Énoncé 1: Dans l'extrait sur les pilotes BootCamp x64, quel réglage Wazy a-t-il dû modifier manuellement pour obtenir un meilleur rendu ?

Ton iMac doit être enregistré par Apple comme ordinateur n'étant pas compatible avec Windows x64. J'avais créé un topic à une époque pour expliquer comment installer les pilotes BootCamp x64 sur une machine répertoriée par Apple comme incompatible.

*Recherche en cours*
*Connexion au profil*
*.............................*
*Tableau de bord ouvert*
*Topic retrouvé, communication du lien en cours*
*return: http://forums.macg.co/windows-sur-mac/tutoriel-bootcamp-x64-507992.html *
*Commande-C - Commande-V pour copier-coller*
*Merci de votre patience, au revoir !*

Personnellement, j'utilise les drivers Bootcamp au vu de la bête que j'utilise...


----------



## Wazy (25 Décembre 2011)

Bonne nouvelle le jeu tourne avec tous les réglages en élevés sur ma bécane, j'ai juste du bidouiller l'AntiAliasing de ma ATI manuellement pour une meilleur rendu.

Enregistrements issus d'une collecte de données:
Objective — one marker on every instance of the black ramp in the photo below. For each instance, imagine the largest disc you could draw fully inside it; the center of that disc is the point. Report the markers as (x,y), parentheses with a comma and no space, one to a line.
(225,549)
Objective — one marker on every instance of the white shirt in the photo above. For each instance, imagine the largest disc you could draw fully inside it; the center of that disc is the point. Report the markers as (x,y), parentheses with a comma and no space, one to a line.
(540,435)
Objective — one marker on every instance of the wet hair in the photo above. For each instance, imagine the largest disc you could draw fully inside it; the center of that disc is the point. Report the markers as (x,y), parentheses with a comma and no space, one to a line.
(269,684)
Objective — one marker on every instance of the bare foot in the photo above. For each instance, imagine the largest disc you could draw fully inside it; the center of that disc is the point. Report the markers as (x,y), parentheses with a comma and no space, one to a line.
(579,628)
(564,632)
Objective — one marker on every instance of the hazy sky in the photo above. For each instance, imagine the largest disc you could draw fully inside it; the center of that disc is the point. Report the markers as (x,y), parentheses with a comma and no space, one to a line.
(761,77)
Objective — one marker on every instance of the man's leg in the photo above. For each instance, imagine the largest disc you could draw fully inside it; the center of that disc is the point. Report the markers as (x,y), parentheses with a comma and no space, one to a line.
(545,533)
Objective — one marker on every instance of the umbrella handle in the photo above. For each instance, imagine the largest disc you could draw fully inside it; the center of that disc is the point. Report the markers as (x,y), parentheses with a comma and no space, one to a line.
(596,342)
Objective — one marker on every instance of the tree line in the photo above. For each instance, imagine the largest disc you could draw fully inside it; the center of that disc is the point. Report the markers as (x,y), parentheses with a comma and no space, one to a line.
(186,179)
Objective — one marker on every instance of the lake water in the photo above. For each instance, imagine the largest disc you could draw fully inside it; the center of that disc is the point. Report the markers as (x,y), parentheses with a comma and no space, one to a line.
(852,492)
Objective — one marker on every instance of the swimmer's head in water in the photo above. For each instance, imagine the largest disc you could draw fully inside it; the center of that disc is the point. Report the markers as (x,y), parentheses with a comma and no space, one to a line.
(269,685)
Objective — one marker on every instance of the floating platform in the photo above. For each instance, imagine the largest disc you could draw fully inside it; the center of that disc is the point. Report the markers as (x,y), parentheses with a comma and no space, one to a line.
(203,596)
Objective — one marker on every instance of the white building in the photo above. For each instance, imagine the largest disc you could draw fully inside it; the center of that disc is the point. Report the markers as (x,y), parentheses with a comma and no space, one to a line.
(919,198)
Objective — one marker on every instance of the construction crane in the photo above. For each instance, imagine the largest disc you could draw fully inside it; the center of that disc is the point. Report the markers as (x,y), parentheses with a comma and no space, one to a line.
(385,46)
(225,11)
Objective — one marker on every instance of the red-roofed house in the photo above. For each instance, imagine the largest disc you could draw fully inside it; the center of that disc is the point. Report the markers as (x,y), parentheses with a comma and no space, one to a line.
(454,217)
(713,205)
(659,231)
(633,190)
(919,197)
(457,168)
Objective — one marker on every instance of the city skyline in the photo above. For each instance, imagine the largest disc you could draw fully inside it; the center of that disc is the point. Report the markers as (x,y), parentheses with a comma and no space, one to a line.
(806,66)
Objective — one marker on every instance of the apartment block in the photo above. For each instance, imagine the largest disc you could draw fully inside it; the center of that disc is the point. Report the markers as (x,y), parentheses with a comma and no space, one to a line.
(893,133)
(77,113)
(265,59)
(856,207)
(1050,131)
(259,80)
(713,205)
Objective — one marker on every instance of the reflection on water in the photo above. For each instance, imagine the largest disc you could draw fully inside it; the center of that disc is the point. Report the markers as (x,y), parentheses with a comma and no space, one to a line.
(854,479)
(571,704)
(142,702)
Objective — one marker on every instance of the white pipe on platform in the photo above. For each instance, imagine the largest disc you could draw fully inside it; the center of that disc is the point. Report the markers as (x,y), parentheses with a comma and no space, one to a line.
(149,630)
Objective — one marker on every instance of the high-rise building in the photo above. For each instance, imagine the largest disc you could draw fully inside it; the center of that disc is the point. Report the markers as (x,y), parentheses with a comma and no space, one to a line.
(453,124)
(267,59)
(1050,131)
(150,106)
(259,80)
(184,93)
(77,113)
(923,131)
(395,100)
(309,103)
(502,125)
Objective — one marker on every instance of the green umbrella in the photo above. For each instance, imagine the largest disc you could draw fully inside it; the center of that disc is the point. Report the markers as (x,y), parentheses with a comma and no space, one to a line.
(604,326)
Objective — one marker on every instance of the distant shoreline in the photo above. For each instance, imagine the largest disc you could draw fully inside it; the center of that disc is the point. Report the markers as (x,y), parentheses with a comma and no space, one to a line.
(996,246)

Énoncé 2: Dans les enregistrements, recopiez toutes les lignes, consignes comprises, depuis la ligne qui contient "Objective — one marker on every instance of the green" jusqu'à la dernière ligne des enregistrements incluse. Ajoutez 102 à chaque coordonnée des réponses.

Réponse 1: L'antialiasing de sa carte ATI.

Réponse 2:
Objective — one marker on every instance of the green umbrella in the photo above. For each instance, imagine the largest disc you could draw fully inside it; the center of that disc is the point. Report the markers as (x,y), parentheses with a comma and no space, one to a line.
(706,428)
Objective — one marker on every instance of the distant shoreline in the photo above. For each instance, imagine the largest disc you could draw fully inside it; the center of that disc is the point. Report the markers as (x,y), parentheses with a comma and no space, one to a line.
(1098,348)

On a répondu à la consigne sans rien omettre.